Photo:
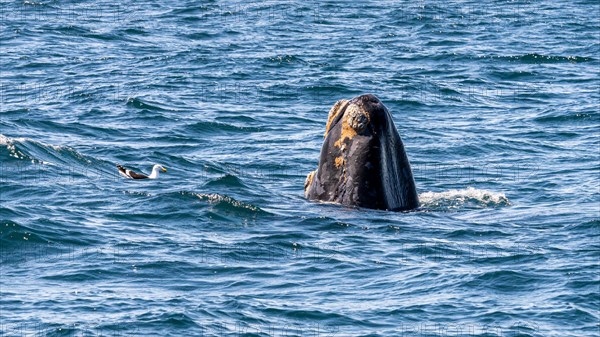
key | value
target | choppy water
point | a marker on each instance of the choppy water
(497, 105)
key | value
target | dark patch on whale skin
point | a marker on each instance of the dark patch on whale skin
(362, 161)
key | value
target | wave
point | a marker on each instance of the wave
(228, 203)
(534, 58)
(463, 198)
(37, 152)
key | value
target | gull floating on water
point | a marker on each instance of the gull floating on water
(132, 175)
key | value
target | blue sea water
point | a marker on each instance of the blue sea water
(497, 104)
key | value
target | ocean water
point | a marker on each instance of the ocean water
(497, 104)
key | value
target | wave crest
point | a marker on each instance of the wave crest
(468, 197)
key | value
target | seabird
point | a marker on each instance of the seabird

┄┄┄┄┄┄

◆ Task prompt ◆
Put every line of the entries above into a numbered list, skipping any blank lines and leaving out the pictures.

◆ Full solution ◆
1. Photo:
2. key | value
3. target | choppy water
4. point | a marker on each instance of the choppy water
5. (497, 105)
6. key | value
7. target | dark patch on whale skin
8. point | a marker on each instance of the dark patch on whale skin
9. (362, 161)
10. key | value
11. target | wave
12. point | a marker on each instance of the wave
13. (228, 203)
14. (534, 58)
15. (463, 198)
16. (37, 152)
17. key | value
18. target | gull floating on water
19. point | a marker on each instance of the gull floating on water
20. (132, 175)
21. key | value
22. target | blue sea water
23. point | a marker on each instance of the blue sea water
24. (497, 104)
25. key | value
26. target | ocean water
27. point | a marker on each instance of the ocean water
28. (497, 104)
29. key | value
30. target | wave crest
31. point | a marker on each instance of the wave crest
32. (468, 197)
33. key | value
34. target | seabird
35. point | a marker on each instance of the seabird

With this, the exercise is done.